BEGIN Task input
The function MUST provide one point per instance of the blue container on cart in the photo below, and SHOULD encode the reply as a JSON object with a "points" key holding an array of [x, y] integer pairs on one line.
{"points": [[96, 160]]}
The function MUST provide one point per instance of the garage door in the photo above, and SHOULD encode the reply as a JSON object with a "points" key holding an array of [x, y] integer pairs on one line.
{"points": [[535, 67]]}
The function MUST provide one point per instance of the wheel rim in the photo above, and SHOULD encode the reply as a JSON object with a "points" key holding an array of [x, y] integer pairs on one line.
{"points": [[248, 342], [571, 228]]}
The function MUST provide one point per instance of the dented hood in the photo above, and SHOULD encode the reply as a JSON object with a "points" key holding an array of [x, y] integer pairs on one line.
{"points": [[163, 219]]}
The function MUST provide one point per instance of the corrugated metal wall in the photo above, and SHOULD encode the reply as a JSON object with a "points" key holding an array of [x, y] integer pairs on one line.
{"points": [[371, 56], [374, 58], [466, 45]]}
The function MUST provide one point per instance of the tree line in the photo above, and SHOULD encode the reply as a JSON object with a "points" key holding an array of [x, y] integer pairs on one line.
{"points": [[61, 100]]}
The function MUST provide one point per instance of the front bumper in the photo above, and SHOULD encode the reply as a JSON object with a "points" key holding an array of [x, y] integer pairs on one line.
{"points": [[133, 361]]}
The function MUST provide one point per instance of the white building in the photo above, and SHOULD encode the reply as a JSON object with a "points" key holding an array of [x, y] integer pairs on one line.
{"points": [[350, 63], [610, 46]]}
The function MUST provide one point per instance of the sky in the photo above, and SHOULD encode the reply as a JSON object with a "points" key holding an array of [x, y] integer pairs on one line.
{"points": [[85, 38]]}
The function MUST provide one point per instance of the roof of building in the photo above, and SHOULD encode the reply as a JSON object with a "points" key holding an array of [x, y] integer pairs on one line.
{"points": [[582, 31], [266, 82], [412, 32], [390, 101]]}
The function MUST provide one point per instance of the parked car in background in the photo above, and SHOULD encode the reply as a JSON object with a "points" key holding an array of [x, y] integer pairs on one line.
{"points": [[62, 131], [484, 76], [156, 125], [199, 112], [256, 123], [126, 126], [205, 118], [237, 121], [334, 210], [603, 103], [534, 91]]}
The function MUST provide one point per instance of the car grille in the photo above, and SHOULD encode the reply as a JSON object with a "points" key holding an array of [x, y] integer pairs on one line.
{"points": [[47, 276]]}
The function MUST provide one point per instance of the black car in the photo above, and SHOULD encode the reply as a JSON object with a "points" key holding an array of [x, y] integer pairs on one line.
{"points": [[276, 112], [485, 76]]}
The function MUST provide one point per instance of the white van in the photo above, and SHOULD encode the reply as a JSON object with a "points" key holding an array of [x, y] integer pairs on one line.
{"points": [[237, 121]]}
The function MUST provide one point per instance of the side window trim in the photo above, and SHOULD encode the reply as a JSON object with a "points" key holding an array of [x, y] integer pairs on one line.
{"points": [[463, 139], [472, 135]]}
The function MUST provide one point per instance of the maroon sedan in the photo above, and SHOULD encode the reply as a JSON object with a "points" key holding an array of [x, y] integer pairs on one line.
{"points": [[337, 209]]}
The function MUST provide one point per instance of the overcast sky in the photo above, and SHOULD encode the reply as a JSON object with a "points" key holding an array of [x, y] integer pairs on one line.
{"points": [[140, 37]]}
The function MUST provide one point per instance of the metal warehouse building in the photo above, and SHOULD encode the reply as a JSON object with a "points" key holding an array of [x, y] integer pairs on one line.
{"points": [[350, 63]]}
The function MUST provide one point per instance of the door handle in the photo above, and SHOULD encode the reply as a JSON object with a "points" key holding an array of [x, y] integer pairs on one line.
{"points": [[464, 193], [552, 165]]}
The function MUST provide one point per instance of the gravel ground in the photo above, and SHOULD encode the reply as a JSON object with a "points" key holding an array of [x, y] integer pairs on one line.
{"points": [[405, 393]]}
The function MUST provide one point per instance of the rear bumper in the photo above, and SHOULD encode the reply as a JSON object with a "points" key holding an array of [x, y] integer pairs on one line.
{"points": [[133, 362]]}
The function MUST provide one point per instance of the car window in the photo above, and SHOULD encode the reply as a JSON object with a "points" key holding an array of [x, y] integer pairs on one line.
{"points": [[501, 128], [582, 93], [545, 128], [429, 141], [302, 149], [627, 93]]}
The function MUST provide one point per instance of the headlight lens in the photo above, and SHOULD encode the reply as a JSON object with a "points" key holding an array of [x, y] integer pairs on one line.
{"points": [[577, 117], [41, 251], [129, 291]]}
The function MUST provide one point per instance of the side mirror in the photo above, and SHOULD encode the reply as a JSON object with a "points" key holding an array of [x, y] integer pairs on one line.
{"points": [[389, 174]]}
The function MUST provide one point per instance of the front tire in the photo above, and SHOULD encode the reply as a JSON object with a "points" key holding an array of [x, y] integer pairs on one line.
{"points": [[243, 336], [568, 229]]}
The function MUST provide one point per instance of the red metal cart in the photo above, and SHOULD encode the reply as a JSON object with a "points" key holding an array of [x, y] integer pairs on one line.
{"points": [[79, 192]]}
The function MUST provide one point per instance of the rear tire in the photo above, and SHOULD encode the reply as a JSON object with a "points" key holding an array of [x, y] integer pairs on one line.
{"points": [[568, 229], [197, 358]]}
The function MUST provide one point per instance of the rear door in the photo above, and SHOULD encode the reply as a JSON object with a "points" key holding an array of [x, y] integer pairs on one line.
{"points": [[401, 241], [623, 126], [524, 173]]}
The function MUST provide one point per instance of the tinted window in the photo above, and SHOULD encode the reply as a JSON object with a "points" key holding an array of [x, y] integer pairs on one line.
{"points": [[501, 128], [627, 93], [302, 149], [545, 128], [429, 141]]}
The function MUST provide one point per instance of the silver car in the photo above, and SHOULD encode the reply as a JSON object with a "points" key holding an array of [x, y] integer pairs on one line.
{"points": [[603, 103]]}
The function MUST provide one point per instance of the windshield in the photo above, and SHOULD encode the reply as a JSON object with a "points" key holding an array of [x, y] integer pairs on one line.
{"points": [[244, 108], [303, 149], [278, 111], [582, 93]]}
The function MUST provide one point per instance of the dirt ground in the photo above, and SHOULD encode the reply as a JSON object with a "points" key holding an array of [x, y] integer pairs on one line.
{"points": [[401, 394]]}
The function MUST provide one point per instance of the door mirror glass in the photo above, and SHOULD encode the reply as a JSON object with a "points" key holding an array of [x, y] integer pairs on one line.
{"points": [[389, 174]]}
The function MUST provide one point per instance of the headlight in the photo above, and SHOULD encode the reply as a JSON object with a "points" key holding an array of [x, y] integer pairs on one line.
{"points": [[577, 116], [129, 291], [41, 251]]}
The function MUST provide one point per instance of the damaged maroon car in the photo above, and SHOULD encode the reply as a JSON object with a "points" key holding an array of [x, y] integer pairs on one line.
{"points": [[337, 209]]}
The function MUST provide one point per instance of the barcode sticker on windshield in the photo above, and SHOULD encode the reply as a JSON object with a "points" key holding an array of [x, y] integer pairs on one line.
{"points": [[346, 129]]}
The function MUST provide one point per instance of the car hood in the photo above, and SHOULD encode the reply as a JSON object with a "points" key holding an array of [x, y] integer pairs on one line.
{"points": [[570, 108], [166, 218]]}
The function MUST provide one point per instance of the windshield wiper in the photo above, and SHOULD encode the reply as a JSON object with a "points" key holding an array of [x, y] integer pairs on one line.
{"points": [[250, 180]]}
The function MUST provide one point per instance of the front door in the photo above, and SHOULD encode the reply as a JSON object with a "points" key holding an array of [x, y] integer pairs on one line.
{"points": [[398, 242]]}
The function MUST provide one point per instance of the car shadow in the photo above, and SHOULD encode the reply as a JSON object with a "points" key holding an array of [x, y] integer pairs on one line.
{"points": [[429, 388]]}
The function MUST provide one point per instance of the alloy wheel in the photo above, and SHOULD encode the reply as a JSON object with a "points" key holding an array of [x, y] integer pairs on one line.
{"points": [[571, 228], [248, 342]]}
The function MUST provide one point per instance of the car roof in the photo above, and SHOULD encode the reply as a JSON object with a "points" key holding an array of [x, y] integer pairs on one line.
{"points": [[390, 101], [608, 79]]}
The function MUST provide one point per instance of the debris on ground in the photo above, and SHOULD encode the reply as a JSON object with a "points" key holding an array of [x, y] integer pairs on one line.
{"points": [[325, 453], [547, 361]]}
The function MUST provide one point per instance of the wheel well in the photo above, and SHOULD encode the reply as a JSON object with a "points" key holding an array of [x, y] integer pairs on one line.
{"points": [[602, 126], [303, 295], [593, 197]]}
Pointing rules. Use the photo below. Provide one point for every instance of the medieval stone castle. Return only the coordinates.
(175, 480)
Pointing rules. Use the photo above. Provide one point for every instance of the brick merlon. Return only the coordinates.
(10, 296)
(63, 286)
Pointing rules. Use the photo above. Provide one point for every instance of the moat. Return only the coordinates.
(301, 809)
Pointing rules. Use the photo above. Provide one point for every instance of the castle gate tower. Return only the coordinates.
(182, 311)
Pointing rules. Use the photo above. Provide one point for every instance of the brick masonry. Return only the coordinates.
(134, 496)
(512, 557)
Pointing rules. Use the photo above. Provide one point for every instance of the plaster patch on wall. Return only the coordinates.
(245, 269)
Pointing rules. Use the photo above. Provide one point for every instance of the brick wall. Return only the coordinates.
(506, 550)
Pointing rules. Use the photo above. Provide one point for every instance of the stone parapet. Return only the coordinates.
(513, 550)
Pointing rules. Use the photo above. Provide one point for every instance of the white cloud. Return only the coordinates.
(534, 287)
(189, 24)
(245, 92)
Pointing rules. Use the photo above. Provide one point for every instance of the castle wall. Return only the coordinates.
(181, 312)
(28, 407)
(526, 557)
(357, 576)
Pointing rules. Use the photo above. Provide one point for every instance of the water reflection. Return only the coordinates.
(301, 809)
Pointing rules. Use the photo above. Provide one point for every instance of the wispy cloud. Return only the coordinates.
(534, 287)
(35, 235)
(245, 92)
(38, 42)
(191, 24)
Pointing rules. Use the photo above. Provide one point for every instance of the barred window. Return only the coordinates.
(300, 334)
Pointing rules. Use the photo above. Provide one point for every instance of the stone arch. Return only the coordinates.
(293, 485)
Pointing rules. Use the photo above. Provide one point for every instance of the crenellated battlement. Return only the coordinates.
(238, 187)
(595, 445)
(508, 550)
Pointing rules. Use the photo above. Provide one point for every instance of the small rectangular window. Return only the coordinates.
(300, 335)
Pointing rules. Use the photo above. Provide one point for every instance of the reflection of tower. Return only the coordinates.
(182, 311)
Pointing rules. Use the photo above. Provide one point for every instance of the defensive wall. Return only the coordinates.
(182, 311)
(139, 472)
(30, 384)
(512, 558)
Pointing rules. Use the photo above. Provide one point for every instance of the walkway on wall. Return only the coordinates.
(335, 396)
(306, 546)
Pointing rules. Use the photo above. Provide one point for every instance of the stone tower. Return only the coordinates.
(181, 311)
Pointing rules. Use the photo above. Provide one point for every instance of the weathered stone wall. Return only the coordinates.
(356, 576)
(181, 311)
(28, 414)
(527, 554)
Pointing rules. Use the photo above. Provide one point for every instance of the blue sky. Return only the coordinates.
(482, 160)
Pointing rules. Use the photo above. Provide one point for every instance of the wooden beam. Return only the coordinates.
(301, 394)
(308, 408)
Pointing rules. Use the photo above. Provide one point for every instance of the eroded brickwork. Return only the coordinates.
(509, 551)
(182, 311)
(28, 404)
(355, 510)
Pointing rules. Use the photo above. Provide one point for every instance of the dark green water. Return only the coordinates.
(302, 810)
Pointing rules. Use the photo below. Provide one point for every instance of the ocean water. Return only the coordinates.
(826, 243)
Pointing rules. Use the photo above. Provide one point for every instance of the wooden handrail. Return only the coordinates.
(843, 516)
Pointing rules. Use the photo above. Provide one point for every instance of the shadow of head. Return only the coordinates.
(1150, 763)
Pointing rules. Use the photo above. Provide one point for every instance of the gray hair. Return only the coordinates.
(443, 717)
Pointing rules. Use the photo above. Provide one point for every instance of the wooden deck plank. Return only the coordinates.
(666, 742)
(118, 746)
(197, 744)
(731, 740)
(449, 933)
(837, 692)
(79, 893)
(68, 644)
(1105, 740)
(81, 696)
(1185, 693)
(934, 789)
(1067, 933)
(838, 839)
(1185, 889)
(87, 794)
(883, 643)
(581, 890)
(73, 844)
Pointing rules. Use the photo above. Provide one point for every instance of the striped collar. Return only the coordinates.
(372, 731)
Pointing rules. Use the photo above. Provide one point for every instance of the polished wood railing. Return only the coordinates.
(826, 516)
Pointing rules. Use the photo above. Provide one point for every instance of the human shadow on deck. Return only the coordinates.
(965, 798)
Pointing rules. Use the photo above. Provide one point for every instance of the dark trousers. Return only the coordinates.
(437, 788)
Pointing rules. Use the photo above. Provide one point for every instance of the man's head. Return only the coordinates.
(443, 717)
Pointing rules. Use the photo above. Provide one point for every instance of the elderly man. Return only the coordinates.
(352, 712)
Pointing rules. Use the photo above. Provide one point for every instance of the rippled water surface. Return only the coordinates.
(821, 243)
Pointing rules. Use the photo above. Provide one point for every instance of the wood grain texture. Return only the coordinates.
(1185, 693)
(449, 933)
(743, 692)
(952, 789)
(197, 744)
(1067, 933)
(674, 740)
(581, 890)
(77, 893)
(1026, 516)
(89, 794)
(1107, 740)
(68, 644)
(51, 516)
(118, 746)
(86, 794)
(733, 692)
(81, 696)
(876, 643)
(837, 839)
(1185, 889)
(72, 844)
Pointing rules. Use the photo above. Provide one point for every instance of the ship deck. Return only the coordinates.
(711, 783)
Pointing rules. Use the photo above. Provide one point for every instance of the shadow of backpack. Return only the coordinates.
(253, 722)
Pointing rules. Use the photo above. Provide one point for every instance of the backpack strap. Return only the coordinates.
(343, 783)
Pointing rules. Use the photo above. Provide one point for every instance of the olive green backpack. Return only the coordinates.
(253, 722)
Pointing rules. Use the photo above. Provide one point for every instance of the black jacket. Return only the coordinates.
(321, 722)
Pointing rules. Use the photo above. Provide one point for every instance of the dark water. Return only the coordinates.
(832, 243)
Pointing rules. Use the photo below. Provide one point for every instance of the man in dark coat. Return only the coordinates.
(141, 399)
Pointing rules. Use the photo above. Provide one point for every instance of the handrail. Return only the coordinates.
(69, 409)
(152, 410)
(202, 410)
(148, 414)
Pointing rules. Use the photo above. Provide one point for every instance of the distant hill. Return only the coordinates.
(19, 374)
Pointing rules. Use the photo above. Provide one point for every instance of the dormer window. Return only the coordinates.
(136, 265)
END Task input
Make an exact copy of each line, beginning at the one containing "green backpack. Return only the coordinates." and ending with the last line of the data, and of no other line.

Pointing rules. Use the photo above. Provide one point for every instance of the olive green backpack. Return only the coordinates.
(253, 722)
Pointing rules. Use the photo above. Provide one point for every instance of the black jacket. Return only the coordinates.
(321, 722)
Pointing rules. Use the photo above. Provide one point for every instance of the dark water. Return only the coordinates.
(832, 243)
Pointing rules. Use the photo below. Provide one point for every instance of the man in dark coat. Return only the coordinates.
(141, 399)
Pointing rules. Use the photo above. Provide one point for every instance of the handrail. Return only the coordinates.
(69, 409)
(152, 410)
(202, 410)
(148, 414)
Pointing rules. Use the photo above. Provide one point for every instance of the distant hill. Return only the coordinates.
(19, 374)
Pointing rules. Use the photo above. Provide one point for every instance of the dormer window. Return only the coordinates.
(136, 265)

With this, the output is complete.